* _Provided text_:
-- begin --
* $x$ is measured in radians.

Differentiating a Function of a Function

This can be done using the chain rule

\[ \displaystyle \frac{dy}{dx}=\displaystyle \frac{dy}{du}\times \displaystyle \frac{du}{dx} \]

The Product Rule

If $y=uv$ where $u$ and $v$ are functions of $x$

Then $\displaystyle \frac{dy}{dx}=u\displaystyle \frac{dv}{dx}+v\displaystyle \frac{du}{dx}$

The rule can be stated in function notation:

If $y=f(x)g(x)$ then $\displaystyle \frac{dy}{dx}=f(x)g’(x)+f’(x)g(x)$

The Quotient Rule

If $y=\displaystyle \frac{u}{v}$ where $u$ and $v$ are functions of $x$, then $\displaystyle \frac{dy}{dx}=\displaystyle \frac{v\displaystyle \frac{du}{dx}-u\displaystyle \frac{dv}{dx}}{v^2}$

In function notation, the derivative of $\displaystyle \frac{f(x)}{g(x)}$ is $\displaystyle \frac{f'(x)g(x)-f(x)g'(x)}{\left[ {g(x)} \right]^2}$

Differentiation of Functions Defined Parametrically

If $y=f(t)$ and $x = g(t)$ then $\displaystyle {dy\over dx} = \displaystyle {dy\over dt} \div {dx\over dt}$

Stationary Points

A stationary point of $y=f(x)$ occurs when$\displaystyle \frac{dy}{dx}=f’(x)=0$. It may be classified as a local maximum, a local minimum, or a point of inflexion. A test using $\displaystyle \frac{d^2y}{dx^2}=f”(x)$ can be used to find the nature of the stationary point.

When $f’(a)=0$:

$f”(a)<0 \quad \rightarrow \quad $ maximum

$f”(a)>0 \quad \rightarrow \quad $ minimum

$f”(a)=0 \quad \rightarrow \quad $ needs further investigation by examining the gradient pattern either side of the point.
-- end --
* _Problem details_:
Revise the differentiation text from "A stationary point" up to and including "of the point.", replacing "investigation" with "analysis".

* _Stored data_:
-- begin --
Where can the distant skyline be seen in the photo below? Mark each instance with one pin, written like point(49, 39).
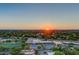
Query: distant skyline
point(35, 16)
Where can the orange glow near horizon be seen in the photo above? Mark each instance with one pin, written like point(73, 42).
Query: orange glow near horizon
point(47, 27)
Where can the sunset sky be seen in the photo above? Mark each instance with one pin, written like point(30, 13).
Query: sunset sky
point(37, 16)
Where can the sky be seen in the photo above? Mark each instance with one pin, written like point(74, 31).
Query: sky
point(37, 16)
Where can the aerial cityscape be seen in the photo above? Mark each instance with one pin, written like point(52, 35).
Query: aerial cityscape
point(39, 29)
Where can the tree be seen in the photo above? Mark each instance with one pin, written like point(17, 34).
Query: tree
point(15, 51)
point(59, 53)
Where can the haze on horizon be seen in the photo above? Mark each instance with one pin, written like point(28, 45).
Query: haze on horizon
point(35, 16)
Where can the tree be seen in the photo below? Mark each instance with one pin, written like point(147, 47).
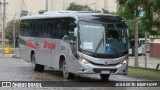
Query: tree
point(77, 7)
point(9, 29)
point(130, 9)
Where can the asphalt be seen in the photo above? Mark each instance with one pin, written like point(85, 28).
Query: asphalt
point(151, 62)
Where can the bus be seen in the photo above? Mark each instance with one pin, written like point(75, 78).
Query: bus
point(75, 42)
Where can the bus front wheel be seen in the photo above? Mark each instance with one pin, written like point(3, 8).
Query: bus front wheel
point(36, 67)
point(66, 74)
point(104, 76)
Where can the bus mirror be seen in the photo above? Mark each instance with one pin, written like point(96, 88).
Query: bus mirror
point(73, 25)
point(75, 32)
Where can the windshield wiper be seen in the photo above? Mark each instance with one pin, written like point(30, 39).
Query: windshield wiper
point(100, 42)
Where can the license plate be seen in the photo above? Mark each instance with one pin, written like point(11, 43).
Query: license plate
point(105, 71)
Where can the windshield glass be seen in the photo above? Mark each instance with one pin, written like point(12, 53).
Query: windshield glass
point(106, 39)
point(116, 38)
point(92, 37)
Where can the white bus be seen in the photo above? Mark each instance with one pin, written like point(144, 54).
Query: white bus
point(75, 43)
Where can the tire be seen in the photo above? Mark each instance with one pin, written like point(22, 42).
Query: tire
point(104, 76)
point(66, 74)
point(36, 67)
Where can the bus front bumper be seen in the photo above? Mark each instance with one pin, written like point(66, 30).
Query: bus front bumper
point(88, 68)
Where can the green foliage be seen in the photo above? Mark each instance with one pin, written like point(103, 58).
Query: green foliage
point(129, 9)
point(77, 7)
point(9, 29)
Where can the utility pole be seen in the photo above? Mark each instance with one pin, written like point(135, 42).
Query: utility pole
point(146, 49)
point(46, 5)
point(14, 33)
point(136, 38)
point(4, 23)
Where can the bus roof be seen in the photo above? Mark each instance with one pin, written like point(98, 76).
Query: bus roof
point(80, 15)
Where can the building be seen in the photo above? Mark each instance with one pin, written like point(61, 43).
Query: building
point(14, 7)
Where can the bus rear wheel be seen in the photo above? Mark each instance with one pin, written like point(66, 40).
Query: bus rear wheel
point(104, 76)
point(36, 67)
point(66, 74)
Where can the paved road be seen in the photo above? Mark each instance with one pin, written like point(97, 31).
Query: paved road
point(19, 70)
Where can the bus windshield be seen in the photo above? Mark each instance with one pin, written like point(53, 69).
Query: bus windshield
point(106, 39)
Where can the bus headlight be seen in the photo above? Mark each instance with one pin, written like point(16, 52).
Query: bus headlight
point(124, 62)
point(83, 60)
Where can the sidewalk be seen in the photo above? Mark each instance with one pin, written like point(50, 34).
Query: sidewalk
point(151, 63)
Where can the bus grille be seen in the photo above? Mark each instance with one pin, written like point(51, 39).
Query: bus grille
point(98, 70)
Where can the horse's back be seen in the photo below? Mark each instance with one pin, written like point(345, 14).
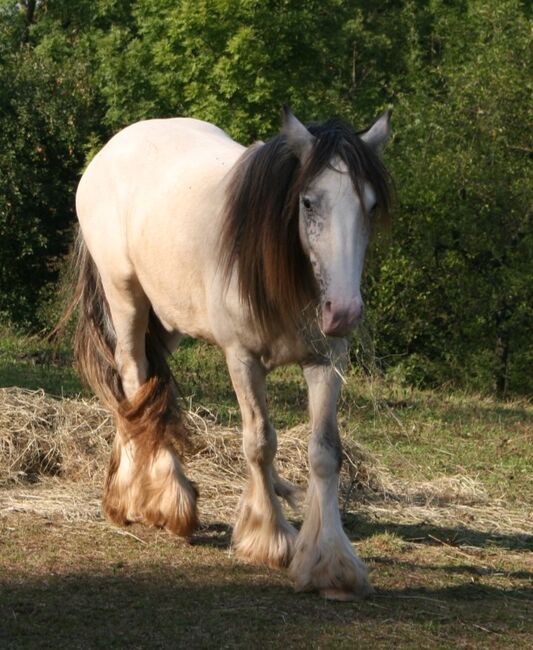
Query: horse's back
point(149, 206)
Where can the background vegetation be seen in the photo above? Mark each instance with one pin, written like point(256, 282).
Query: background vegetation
point(450, 299)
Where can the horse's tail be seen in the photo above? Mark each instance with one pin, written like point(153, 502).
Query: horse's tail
point(94, 338)
point(157, 491)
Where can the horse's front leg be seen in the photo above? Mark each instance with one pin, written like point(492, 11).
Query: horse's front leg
point(324, 559)
point(261, 533)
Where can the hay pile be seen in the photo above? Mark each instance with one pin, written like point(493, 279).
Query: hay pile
point(53, 455)
point(70, 439)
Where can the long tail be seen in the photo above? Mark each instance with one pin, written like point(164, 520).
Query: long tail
point(94, 353)
point(94, 338)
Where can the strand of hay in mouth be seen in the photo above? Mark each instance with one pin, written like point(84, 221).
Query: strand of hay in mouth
point(62, 446)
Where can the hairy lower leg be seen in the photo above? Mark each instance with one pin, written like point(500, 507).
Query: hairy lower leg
point(261, 533)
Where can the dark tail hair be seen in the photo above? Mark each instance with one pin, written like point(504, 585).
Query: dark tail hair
point(94, 338)
point(94, 352)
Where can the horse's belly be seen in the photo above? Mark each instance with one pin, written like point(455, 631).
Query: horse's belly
point(150, 208)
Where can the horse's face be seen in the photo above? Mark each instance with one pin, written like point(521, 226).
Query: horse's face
point(334, 226)
point(334, 233)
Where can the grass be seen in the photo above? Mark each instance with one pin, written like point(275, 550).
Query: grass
point(439, 583)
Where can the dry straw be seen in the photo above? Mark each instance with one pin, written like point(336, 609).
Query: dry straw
point(53, 454)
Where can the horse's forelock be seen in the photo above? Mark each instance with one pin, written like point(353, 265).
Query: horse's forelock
point(260, 236)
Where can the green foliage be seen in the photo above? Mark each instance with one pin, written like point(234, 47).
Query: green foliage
point(450, 299)
point(457, 283)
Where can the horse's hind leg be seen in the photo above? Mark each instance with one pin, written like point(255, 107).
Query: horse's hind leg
point(261, 533)
point(145, 480)
point(324, 559)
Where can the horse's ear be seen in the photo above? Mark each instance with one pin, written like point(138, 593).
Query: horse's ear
point(377, 135)
point(298, 137)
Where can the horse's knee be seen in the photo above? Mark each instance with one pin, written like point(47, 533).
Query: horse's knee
point(260, 444)
point(325, 454)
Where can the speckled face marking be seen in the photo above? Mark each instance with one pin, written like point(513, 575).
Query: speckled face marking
point(334, 233)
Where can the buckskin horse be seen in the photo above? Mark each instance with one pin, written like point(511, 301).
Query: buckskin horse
point(259, 250)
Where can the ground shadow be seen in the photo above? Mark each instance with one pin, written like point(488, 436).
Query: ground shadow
point(164, 608)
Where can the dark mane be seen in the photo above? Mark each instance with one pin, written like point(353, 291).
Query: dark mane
point(260, 237)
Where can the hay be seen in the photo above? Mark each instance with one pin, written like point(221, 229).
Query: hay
point(53, 455)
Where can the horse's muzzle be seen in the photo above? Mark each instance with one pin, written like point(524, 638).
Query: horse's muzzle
point(340, 320)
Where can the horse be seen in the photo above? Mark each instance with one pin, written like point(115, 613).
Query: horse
point(259, 250)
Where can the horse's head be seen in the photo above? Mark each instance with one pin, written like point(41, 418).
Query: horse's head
point(343, 184)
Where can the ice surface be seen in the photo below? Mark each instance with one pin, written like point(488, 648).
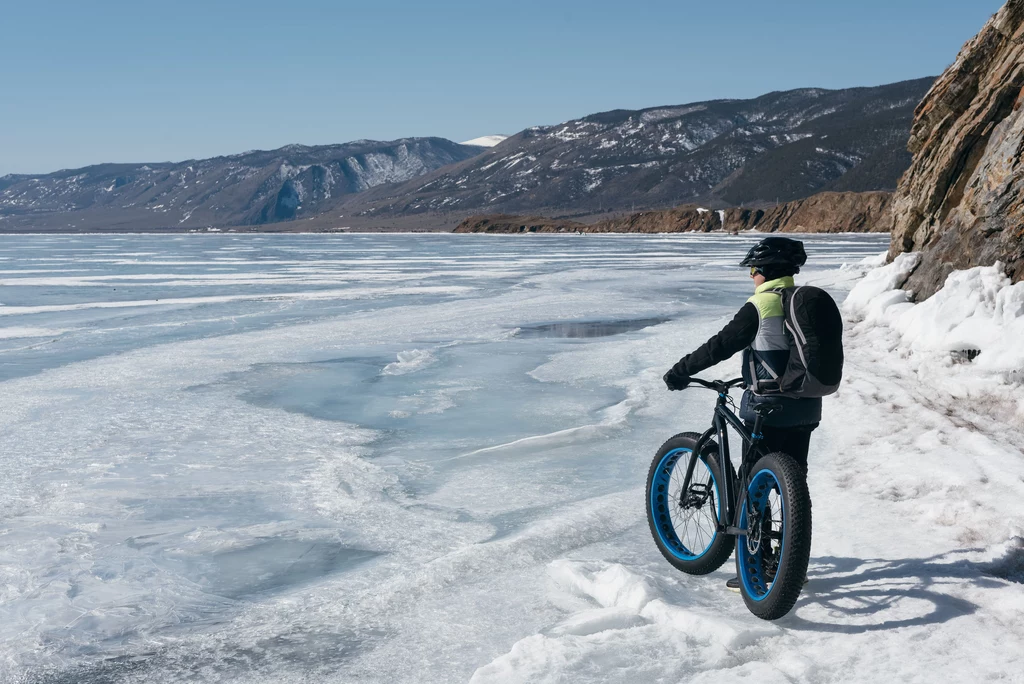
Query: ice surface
point(332, 458)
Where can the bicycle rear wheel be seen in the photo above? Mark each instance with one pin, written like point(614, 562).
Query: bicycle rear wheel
point(685, 524)
point(772, 556)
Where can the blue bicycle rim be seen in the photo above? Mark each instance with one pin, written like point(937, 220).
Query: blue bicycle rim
point(659, 505)
point(752, 569)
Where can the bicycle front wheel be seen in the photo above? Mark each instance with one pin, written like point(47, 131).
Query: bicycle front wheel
point(684, 524)
point(772, 555)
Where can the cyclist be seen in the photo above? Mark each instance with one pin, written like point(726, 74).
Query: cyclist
point(758, 331)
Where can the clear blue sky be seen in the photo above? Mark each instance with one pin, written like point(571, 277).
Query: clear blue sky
point(118, 81)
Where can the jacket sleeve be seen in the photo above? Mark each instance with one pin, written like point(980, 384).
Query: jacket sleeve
point(737, 335)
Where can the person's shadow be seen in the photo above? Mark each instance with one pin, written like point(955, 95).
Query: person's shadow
point(854, 595)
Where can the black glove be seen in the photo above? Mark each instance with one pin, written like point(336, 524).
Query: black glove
point(676, 380)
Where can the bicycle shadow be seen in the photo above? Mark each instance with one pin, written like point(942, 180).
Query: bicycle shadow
point(857, 595)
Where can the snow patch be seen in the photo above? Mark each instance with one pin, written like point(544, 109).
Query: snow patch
point(409, 361)
point(486, 140)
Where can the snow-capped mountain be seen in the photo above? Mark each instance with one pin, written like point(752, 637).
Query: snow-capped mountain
point(777, 147)
point(486, 140)
point(250, 188)
point(782, 145)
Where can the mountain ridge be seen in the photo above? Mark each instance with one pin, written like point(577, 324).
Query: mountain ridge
point(761, 152)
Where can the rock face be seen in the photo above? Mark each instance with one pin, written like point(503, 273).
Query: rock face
point(826, 212)
point(510, 223)
point(777, 147)
point(962, 201)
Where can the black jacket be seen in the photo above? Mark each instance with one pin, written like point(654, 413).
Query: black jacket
point(736, 336)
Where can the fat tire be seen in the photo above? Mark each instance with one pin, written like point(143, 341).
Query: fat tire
point(721, 547)
point(796, 550)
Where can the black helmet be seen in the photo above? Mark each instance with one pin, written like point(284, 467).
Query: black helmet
point(778, 254)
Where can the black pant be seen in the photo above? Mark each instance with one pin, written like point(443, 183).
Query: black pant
-- end --
* _Answer to the task_:
A stationary point of $y=f(x)$ occurs when$\displaystyle \frac{dy}{dx}=f’(x)=0$. It may be classified as a local maximum, a local minimum, or a point of inflexion. A test using $\displaystyle \frac{d^2y}{dx^2}=f”(x)$ can be used to find the nature of the stationary point.

When $f’(a)=0$:

$f”(a)<0 \quad \rightarrow \quad $ maximum

$f”(a)>0 \quad \rightarrow \quad $ minimum

$f”(a)=0 \quad \rightarrow \quad $ needs further analysis by examining the gradient pattern either side of the point.